Given passage:
::::

On their face, stories concerning a controversial 1990s pop star, three Indian men dedicating their lives to saving birds, and a decades-old massacre shouldn’t connect, but such is the unpredictability of the World Cinema Documentary Competition at the Sundance Film Festival. Political unrest connects these three films. Unlikely heroes populate them. And each is more inspiring, more intimate, than the last.
Standing center stage at Madison Square Garden, a defiant Sinead O’Connor, who moments ago was described by Kris Kristofferson as a symbol of “courage and integrity,” consumes the mix of boos and cheers raining down on her at Bob Dylan’s 30th Anniversary Concert. Weeks earlier she, in protest of the Catholic Church’s cover-up of sexual assault stories, tore a picture of the Pope in half while performing on "Saturday Night Live." Now the whole world seems to hate her.
O’Connor, possibly the most divisive pop star of the 1990s, a napalm bomb of ungodly vocals, is the rebellious subject of Kathryn Ferguson’s intimate “Nothing Compares.”

::::

Written tasks:
1. Reproduce word for word the portion of the Sundance passage starting with "Standing center stage" and going on through "to hate her.".
2. Name every person identified by name in the Sundance passage.
The material after this point is unrelated to the Sundance passage.

Data block:
::::

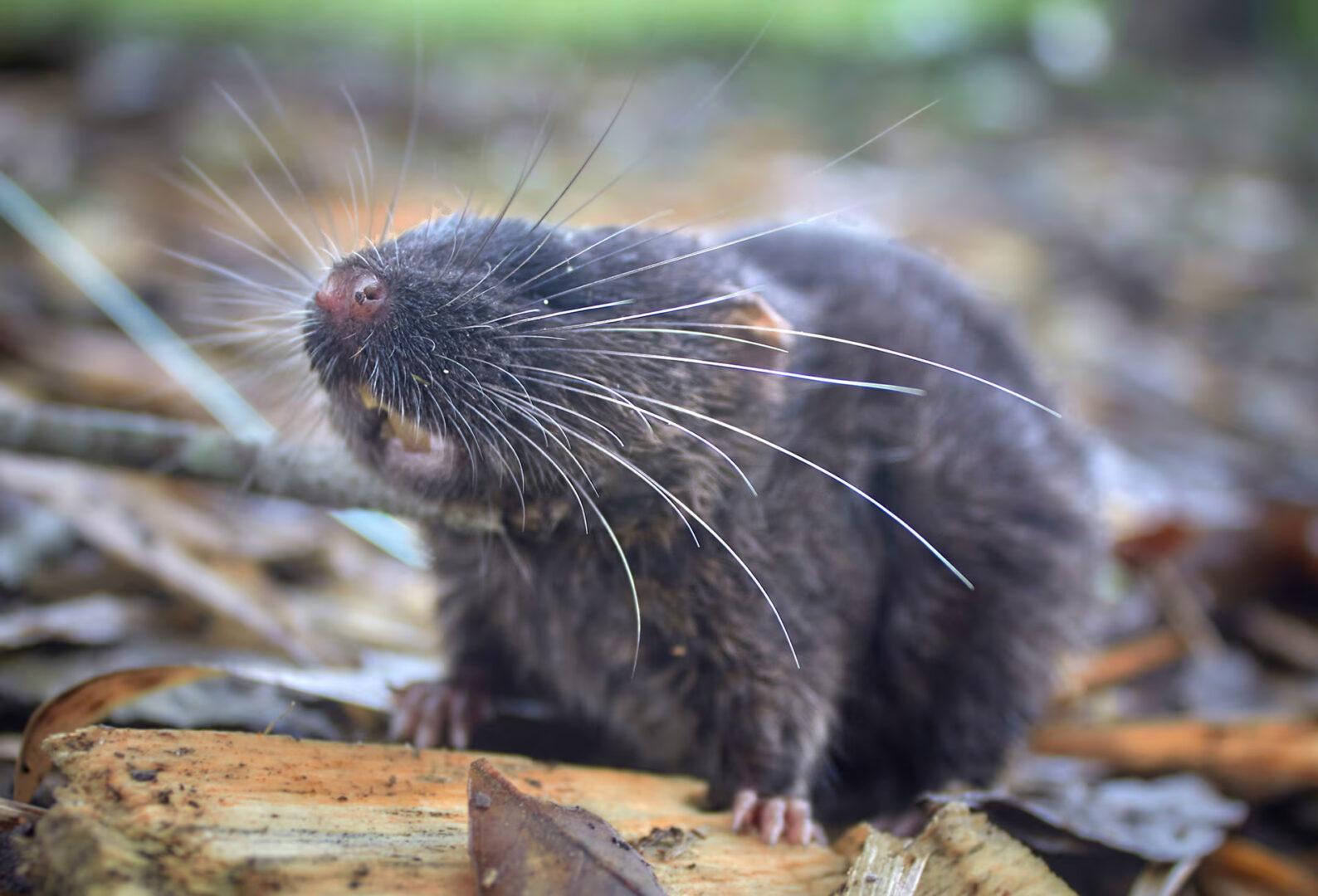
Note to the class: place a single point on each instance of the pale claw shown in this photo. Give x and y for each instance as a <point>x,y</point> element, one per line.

::::

Per-task outputs:
1.
Standing center stage at Madison Square Garden, a defiant Sinead O’Connor, who moments ago was described by Kris Kristofferson as a symbol of “courage and integrity,” consumes the mix of boos and cheers raining down on her at Bob Dylan’s 30th Anniversary Concert. Weeks earlier she, in protest of the Catholic Church’s cover-up of sexual assault stories, tore a picture of the Pope in half while performing on "Saturday Night Live." Now the whole world seems to hate her.

2. Sinead O'Connor, Kris Kristofferson, Bob Dylan, Kathryn Ferguson